**EXERCISE GOAL:**
List every line in the data below that contains the word "gray".

————

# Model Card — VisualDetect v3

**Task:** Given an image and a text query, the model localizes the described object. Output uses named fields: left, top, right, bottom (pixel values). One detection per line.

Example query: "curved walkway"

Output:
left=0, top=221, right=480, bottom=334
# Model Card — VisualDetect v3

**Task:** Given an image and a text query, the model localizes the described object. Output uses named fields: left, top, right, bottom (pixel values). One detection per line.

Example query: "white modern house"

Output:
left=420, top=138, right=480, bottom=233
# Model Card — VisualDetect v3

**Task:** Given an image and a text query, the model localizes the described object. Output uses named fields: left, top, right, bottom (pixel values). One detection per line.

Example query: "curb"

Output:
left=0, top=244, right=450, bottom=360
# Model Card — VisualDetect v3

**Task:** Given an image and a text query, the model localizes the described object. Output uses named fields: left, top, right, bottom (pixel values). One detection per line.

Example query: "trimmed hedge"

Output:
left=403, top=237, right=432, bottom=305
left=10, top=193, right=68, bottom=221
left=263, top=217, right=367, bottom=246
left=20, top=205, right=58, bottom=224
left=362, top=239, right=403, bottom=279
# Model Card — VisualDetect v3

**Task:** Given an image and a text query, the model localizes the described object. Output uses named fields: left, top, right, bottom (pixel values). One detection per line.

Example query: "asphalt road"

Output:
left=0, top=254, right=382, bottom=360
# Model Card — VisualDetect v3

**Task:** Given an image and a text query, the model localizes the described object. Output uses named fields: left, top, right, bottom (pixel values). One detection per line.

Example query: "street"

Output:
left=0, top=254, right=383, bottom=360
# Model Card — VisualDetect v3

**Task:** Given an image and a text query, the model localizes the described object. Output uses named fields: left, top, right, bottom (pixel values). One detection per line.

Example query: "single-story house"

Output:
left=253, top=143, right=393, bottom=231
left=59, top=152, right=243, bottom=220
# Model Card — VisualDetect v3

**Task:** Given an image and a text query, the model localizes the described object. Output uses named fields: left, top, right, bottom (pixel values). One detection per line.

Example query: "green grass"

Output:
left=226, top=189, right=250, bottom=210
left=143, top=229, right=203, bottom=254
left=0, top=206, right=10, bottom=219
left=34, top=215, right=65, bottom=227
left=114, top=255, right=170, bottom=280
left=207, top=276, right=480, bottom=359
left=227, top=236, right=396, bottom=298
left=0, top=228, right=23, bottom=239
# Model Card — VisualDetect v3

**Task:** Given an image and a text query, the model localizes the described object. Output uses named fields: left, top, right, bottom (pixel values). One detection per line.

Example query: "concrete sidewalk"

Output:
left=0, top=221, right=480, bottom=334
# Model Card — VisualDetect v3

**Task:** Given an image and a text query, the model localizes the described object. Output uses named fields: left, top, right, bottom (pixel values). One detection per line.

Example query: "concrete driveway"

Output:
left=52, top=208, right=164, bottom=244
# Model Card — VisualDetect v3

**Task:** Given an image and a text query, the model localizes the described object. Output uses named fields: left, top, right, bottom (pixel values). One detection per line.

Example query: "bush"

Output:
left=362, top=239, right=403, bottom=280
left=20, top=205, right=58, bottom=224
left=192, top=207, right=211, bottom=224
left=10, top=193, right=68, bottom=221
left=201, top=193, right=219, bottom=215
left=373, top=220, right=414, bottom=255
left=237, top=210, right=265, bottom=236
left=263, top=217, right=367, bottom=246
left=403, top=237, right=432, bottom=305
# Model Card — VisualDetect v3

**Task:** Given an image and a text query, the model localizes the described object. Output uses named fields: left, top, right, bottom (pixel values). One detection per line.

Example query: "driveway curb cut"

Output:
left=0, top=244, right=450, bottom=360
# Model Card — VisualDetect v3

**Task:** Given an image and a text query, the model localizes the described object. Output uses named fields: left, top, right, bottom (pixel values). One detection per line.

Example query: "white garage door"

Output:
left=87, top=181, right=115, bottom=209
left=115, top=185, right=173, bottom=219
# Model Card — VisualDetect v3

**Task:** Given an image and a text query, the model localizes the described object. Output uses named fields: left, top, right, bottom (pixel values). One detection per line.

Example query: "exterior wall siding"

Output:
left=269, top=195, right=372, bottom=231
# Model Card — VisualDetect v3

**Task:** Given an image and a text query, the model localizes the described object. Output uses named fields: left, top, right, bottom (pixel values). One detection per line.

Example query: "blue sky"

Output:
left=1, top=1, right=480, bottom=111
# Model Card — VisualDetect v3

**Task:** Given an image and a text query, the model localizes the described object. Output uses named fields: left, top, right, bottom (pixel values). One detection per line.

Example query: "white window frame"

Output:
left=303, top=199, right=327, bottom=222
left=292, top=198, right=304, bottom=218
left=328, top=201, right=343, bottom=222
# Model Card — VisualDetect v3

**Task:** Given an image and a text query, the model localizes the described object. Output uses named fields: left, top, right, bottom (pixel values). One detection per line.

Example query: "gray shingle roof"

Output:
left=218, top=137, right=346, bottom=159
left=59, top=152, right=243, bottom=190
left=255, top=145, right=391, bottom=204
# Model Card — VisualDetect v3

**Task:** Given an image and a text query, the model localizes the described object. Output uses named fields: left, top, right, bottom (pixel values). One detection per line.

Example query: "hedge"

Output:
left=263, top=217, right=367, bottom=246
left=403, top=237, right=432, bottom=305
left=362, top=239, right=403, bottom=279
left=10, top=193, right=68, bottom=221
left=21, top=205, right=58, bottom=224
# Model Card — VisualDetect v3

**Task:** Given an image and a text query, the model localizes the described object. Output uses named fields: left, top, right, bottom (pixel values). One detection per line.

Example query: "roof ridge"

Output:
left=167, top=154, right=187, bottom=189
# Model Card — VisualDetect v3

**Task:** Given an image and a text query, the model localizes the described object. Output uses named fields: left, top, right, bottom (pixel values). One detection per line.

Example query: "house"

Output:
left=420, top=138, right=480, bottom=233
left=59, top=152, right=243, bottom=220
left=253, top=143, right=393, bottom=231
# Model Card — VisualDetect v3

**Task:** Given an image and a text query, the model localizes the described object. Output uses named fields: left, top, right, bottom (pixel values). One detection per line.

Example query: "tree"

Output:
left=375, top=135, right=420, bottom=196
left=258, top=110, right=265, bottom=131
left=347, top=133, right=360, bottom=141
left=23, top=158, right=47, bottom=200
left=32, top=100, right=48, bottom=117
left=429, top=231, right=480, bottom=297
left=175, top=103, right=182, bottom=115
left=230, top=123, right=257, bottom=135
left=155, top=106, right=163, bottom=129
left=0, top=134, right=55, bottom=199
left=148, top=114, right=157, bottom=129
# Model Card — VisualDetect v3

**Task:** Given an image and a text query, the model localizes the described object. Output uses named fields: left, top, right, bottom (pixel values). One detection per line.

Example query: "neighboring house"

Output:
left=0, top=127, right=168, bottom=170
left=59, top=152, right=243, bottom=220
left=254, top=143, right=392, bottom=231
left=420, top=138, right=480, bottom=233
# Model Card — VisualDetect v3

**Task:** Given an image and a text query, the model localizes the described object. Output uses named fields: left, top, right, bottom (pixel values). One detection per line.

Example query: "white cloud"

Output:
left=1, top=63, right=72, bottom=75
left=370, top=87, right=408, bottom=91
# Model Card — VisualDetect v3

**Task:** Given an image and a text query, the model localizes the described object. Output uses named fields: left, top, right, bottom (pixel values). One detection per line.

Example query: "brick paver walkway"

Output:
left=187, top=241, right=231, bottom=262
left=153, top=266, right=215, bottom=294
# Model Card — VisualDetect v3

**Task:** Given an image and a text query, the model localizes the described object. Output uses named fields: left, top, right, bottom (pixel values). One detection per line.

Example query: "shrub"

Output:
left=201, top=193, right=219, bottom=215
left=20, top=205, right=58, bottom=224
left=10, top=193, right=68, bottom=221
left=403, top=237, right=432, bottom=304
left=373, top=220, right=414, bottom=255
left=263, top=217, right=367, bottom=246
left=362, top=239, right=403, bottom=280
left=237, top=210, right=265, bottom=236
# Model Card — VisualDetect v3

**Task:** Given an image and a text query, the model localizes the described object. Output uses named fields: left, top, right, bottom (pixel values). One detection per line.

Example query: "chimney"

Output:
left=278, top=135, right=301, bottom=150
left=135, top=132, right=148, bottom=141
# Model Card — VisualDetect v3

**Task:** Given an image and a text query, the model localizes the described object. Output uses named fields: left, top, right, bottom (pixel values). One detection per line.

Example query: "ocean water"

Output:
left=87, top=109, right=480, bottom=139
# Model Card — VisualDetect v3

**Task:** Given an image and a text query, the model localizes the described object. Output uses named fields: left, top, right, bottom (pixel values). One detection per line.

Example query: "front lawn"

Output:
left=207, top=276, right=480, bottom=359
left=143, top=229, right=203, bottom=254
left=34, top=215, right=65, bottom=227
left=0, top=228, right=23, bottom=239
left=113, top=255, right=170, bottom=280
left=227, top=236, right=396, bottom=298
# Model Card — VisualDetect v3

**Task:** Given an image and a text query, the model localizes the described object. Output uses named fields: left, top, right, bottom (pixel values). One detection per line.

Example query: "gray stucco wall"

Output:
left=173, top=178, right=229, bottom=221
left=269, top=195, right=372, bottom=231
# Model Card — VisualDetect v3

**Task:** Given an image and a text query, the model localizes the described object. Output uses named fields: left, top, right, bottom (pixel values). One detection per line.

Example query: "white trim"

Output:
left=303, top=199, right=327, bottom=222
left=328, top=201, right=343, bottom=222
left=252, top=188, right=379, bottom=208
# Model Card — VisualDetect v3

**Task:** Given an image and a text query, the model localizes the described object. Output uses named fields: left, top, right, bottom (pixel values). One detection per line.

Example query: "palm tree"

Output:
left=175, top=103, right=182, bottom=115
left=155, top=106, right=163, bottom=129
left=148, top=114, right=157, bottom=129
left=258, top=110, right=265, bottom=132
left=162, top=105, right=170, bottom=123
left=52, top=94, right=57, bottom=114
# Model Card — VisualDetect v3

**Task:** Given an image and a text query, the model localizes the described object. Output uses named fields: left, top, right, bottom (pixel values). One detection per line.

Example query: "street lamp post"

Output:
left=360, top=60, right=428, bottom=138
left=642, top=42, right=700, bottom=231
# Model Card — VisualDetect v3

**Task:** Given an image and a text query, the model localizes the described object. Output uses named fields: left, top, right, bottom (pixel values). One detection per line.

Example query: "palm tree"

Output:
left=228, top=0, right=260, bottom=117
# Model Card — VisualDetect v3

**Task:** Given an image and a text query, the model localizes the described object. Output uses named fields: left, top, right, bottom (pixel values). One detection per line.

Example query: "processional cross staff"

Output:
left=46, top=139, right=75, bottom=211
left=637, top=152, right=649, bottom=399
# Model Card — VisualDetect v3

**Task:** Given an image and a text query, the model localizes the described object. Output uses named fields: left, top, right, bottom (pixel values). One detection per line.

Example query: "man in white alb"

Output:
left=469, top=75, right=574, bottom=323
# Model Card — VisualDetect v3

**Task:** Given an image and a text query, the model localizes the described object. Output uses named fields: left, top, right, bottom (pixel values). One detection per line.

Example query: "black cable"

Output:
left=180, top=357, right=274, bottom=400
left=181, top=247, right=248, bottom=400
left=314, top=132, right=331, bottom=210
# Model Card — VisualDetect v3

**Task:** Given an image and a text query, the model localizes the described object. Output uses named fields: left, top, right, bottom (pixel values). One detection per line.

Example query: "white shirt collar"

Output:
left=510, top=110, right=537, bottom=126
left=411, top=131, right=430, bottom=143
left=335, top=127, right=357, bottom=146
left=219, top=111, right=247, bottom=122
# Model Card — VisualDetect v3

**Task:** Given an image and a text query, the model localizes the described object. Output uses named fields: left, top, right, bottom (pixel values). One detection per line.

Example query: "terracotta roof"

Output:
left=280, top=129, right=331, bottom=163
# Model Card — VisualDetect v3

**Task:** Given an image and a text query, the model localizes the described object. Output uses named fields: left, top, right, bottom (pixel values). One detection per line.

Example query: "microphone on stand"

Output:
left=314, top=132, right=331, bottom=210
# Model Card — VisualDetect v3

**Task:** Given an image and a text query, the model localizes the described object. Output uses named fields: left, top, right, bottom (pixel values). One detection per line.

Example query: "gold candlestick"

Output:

————

**CORRECT OUTPUT:**
Example query: "gray shingle roof"
Example query: "gray stucco wall"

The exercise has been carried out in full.